> Record extracts:
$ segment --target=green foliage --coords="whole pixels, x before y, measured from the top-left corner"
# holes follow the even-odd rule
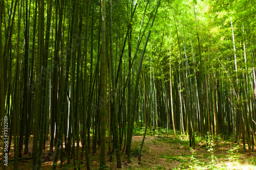
[[[240,160],[242,154],[239,153],[239,145],[237,143],[234,143],[232,148],[231,148],[227,151],[229,153],[228,155],[228,160],[231,162],[238,161]]]

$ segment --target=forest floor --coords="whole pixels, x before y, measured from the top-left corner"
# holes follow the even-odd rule
[[[142,136],[133,137],[132,144],[132,162],[127,164],[126,155],[121,154],[122,169],[256,169],[256,147],[254,152],[250,153],[247,150],[244,151],[240,144],[233,147],[232,140],[222,139],[220,137],[215,143],[211,143],[211,151],[206,147],[206,141],[196,139],[195,150],[189,148],[189,143],[185,136],[147,136],[144,141],[140,164],[138,164],[138,151],[142,140]],[[29,139],[29,155],[23,155],[23,158],[32,155],[33,138]],[[50,160],[46,160],[49,152],[49,141],[46,142],[46,150],[44,151],[42,169],[51,169],[53,156]],[[108,144],[106,143],[108,146]],[[2,144],[1,144],[2,147]],[[2,148],[0,148],[2,151]],[[207,151],[208,150],[208,151]],[[0,156],[2,158],[2,152]],[[80,156],[80,154],[79,154]],[[85,156],[84,156],[85,157]],[[8,166],[7,169],[14,169],[13,145],[9,155]],[[99,167],[99,148],[97,147],[97,152],[94,155],[90,155],[90,166],[92,169],[98,169]],[[63,164],[60,166],[58,162],[57,169],[74,169],[72,165],[67,164],[67,158],[65,157]],[[85,158],[84,158],[85,159]],[[106,156],[108,169],[116,169],[116,157],[114,155],[113,161],[111,162],[110,155]],[[0,165],[0,167],[1,167]],[[18,169],[32,169],[32,160],[22,160],[18,161]],[[0,167],[2,169],[2,167]],[[80,169],[86,169],[86,161],[80,165]]]

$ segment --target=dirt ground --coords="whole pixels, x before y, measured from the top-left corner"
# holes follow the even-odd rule
[[[133,137],[132,144],[132,162],[127,163],[127,156],[124,153],[121,153],[122,169],[187,169],[189,168],[189,166],[195,166],[195,164],[198,163],[202,167],[205,167],[205,169],[211,169],[210,166],[210,156],[212,154],[210,154],[205,147],[205,143],[203,141],[197,143],[196,149],[194,150],[194,157],[195,159],[193,161],[191,158],[192,153],[189,147],[189,142],[184,137],[179,138],[178,137],[174,136],[146,136],[143,149],[142,153],[141,163],[138,164],[138,151],[140,147],[140,144],[142,140],[143,136],[135,136]],[[27,155],[23,155],[23,158],[31,157],[32,151],[33,138],[30,138],[29,149],[30,152]],[[107,141],[106,141],[107,142]],[[46,150],[44,151],[43,160],[42,164],[42,169],[51,169],[53,163],[53,157],[51,156],[50,160],[46,160],[48,153],[50,141],[47,141],[46,148]],[[216,147],[214,147],[214,145]],[[256,169],[255,152],[249,153],[248,150],[243,151],[242,147],[239,150],[239,159],[234,159],[233,157],[229,156],[230,153],[228,150],[231,148],[231,142],[224,142],[220,141],[217,144],[214,144],[213,153],[215,156],[214,159],[216,167],[219,169]],[[108,144],[106,143],[108,147]],[[122,146],[123,147],[123,145]],[[0,148],[2,151],[2,143]],[[81,150],[81,148],[80,148]],[[107,149],[108,150],[108,149]],[[254,151],[256,150],[256,147]],[[107,151],[106,151],[106,153]],[[0,156],[2,158],[2,152]],[[80,156],[80,154],[79,154]],[[92,155],[90,154],[90,163],[91,169],[98,169],[99,167],[99,148],[97,148],[96,154]],[[7,169],[12,170],[14,168],[13,159],[14,151],[13,145],[12,144],[10,153],[9,155],[8,166],[6,167]],[[84,156],[85,157],[85,156]],[[231,158],[231,159],[230,159]],[[83,164],[80,165],[80,169],[86,169],[86,164],[85,158]],[[113,161],[110,161],[110,155],[106,156],[106,165],[109,169],[116,169],[116,158],[114,155]],[[59,155],[59,161],[58,162],[57,169],[74,169],[73,165],[69,165],[66,163],[67,158],[65,157],[63,160],[63,164],[60,165],[60,156]],[[195,161],[196,160],[196,161]],[[252,162],[251,160],[255,161]],[[71,160],[73,165],[73,160]],[[199,162],[199,163],[197,163]],[[205,164],[204,165],[204,164]],[[2,166],[0,165],[0,167]],[[32,160],[22,160],[18,161],[18,169],[21,170],[27,170],[32,169]],[[2,169],[2,167],[0,169]],[[197,169],[197,168],[194,168]]]

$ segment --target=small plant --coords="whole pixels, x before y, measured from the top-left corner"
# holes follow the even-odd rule
[[[211,135],[210,132],[207,132],[207,141],[206,141],[206,148],[207,149],[207,151],[210,153],[210,156],[208,157],[208,159],[210,159],[210,161],[209,162],[209,164],[207,168],[209,169],[212,169],[216,167],[216,159],[217,158],[214,153],[214,145],[211,143],[211,141],[212,140],[212,136]]]
[[[239,160],[239,158],[242,155],[239,154],[238,150],[239,150],[239,145],[237,143],[234,143],[232,148],[229,149],[227,152],[229,153],[228,160],[231,161],[237,161]]]
[[[193,167],[196,167],[200,163],[199,160],[197,158],[196,151],[190,148],[190,152],[191,153],[189,157],[191,165],[190,167],[193,168]]]

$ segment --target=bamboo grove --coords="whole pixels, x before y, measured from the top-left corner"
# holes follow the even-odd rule
[[[40,169],[46,149],[53,169],[64,156],[90,169],[97,147],[101,168],[113,154],[121,168],[120,154],[131,161],[135,126],[145,135],[160,127],[187,135],[193,149],[196,136],[221,134],[253,150],[255,7],[248,0],[0,1],[2,156],[5,117],[15,169],[28,154]]]

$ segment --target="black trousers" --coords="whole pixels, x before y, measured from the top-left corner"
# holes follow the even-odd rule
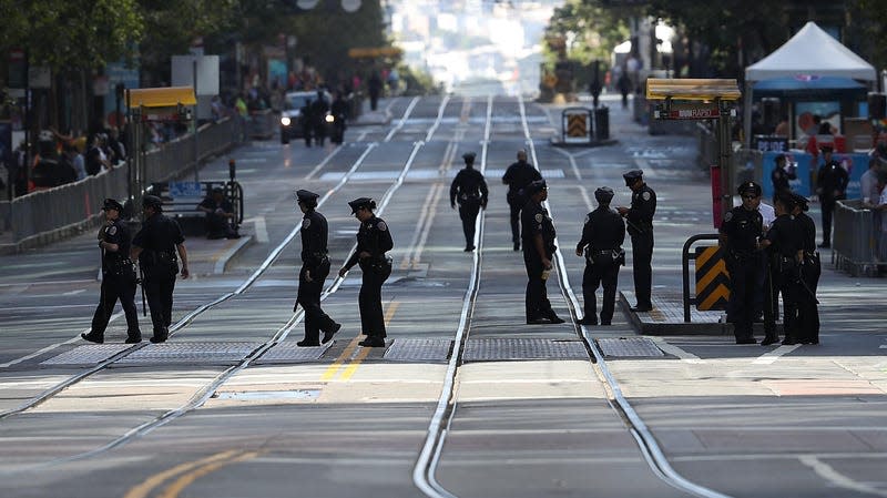
[[[638,306],[653,307],[653,232],[631,236],[631,265]]]
[[[173,322],[173,291],[175,289],[173,268],[156,265],[145,271],[145,298],[151,311],[154,333],[167,328]]]
[[[123,313],[126,315],[126,334],[135,336],[139,331],[139,312],[135,309],[135,281],[123,275],[105,273],[102,276],[102,293],[99,306],[92,315],[91,333],[103,336],[108,328],[108,321],[114,313],[114,305],[120,299]]]
[[[462,232],[465,233],[465,246],[475,245],[475,224],[480,213],[479,200],[465,200],[459,204],[459,217],[462,220]]]
[[[305,280],[308,271],[312,274],[310,282]],[[330,331],[336,325],[336,322],[320,307],[320,293],[327,275],[329,275],[329,260],[315,267],[303,264],[298,272],[296,302],[305,309],[305,341],[310,343],[320,341],[320,331]]]
[[[360,308],[360,327],[369,337],[386,337],[385,315],[381,312],[381,284],[391,275],[391,268],[387,271],[373,270],[370,265],[360,265],[363,280],[360,282],[360,293],[357,303]]]
[[[523,265],[527,267],[527,294],[524,297],[527,319],[555,317],[558,315],[551,309],[551,302],[548,301],[547,281],[542,280],[544,270],[542,260],[539,258],[532,242],[523,242]]]
[[[610,325],[613,321],[613,311],[616,303],[616,283],[619,281],[619,265],[585,263],[582,274],[582,298],[585,303],[584,319],[598,323],[598,298],[595,292],[603,284],[603,301],[601,302],[601,325]]]

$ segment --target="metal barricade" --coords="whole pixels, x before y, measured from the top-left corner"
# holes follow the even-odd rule
[[[863,207],[859,200],[835,203],[832,234],[832,264],[853,276],[876,276],[878,271],[878,236],[875,213]]]

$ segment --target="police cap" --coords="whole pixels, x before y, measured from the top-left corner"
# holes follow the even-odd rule
[[[102,203],[102,211],[108,211],[108,210],[123,211],[123,204],[116,202],[113,199],[105,199],[104,202]]]
[[[357,197],[354,201],[349,202],[348,205],[351,206],[351,214],[354,214],[357,213],[357,211],[360,210],[361,207],[366,207],[370,211],[375,210],[376,201],[369,197]]]
[[[601,204],[610,204],[610,201],[613,200],[613,189],[609,186],[601,186],[594,191],[594,199],[598,200]]]
[[[740,195],[754,194],[755,197],[761,195],[761,185],[755,182],[744,182],[740,185]]]
[[[527,195],[536,195],[536,194],[538,194],[539,192],[542,192],[546,189],[548,189],[548,184],[546,183],[546,181],[544,180],[537,180],[537,181],[530,183],[529,185],[527,185],[526,192],[527,192]]]
[[[145,195],[142,197],[142,205],[145,207],[153,207],[157,211],[163,210],[163,201],[156,195]]]
[[[631,170],[630,172],[622,175],[625,179],[625,185],[631,186],[638,179],[643,177],[644,172],[643,170]]]

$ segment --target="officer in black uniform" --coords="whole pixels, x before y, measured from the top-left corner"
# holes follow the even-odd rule
[[[807,197],[794,193],[795,209],[792,214],[801,226],[803,235],[804,261],[801,265],[801,280],[804,285],[798,289],[797,331],[803,344],[819,344],[819,307],[816,301],[816,287],[823,273],[819,252],[816,251],[816,223],[807,215],[809,205]]]
[[[816,194],[823,210],[823,243],[819,247],[832,247],[832,214],[835,202],[847,199],[847,184],[850,179],[840,163],[832,159],[832,146],[823,145],[823,165],[816,174]]]
[[[105,199],[104,225],[99,231],[99,247],[102,250],[102,293],[99,306],[92,316],[89,334],[80,334],[84,339],[102,344],[108,321],[120,299],[126,315],[126,344],[142,342],[139,329],[139,313],[135,311],[135,266],[130,260],[130,228],[120,220],[123,205],[113,199]]]
[[[764,217],[757,211],[761,185],[740,185],[742,205],[724,214],[721,223],[721,247],[730,272],[730,307],[736,344],[756,344],[752,324],[756,316],[755,298],[764,282],[764,254],[757,247],[764,235]]]
[[[142,286],[154,327],[151,342],[162,343],[170,336],[179,260],[182,261],[182,278],[190,275],[187,250],[179,223],[163,215],[163,201],[160,197],[145,195],[142,207],[145,221],[132,240],[130,255],[132,260],[139,260],[142,268]]]
[[[631,189],[631,207],[619,207],[619,214],[628,222],[631,235],[631,264],[634,276],[634,295],[638,304],[633,312],[653,309],[653,215],[656,213],[656,193],[643,179],[644,172],[632,170],[622,175],[625,186]]]
[[[518,162],[512,163],[502,176],[502,183],[508,185],[506,200],[511,211],[511,242],[514,251],[520,251],[520,210],[527,204],[528,194],[524,192],[531,182],[542,180],[542,174],[527,162],[527,151],[518,151]]]
[[[594,293],[603,284],[601,304],[601,325],[610,325],[616,301],[619,267],[625,264],[625,222],[610,207],[613,189],[602,186],[594,191],[598,209],[585,216],[582,238],[575,246],[577,256],[585,256],[585,273],[582,275],[582,296],[585,302],[585,316],[582,325],[598,325],[598,302]]]
[[[302,218],[302,270],[298,272],[298,295],[296,306],[305,309],[305,338],[299,346],[319,346],[320,331],[324,331],[323,344],[333,339],[341,328],[320,307],[320,292],[324,281],[329,275],[329,253],[327,251],[327,223],[323,214],[315,211],[318,194],[306,190],[296,191],[298,207],[305,214]],[[293,311],[296,311],[293,306]]]
[[[521,210],[521,236],[523,237],[523,265],[527,267],[527,324],[562,324],[551,308],[546,282],[551,272],[554,245],[554,222],[542,207],[548,199],[548,185],[537,180],[526,189],[529,201]]]
[[[373,213],[376,201],[359,197],[348,205],[351,206],[351,214],[360,221],[360,230],[357,231],[357,248],[339,268],[339,276],[344,277],[351,266],[360,265],[364,278],[358,303],[360,326],[367,338],[358,344],[364,347],[385,347],[387,334],[381,312],[381,284],[391,275],[391,258],[385,254],[394,247],[391,232],[388,224]]]
[[[776,220],[767,230],[761,247],[769,247],[772,252],[773,284],[783,295],[783,344],[799,344],[797,333],[797,306],[801,295],[801,265],[804,235],[792,211],[794,199],[788,192],[776,196],[774,209]]]
[[[473,152],[462,154],[465,167],[459,170],[450,184],[450,206],[455,210],[456,202],[459,202],[466,252],[475,251],[475,222],[480,209],[487,209],[487,182],[483,174],[475,170],[476,155]]]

> Your task: How many lines of the data above contain the string "black", with case counting? Reply with the number only.

> Task solution: 2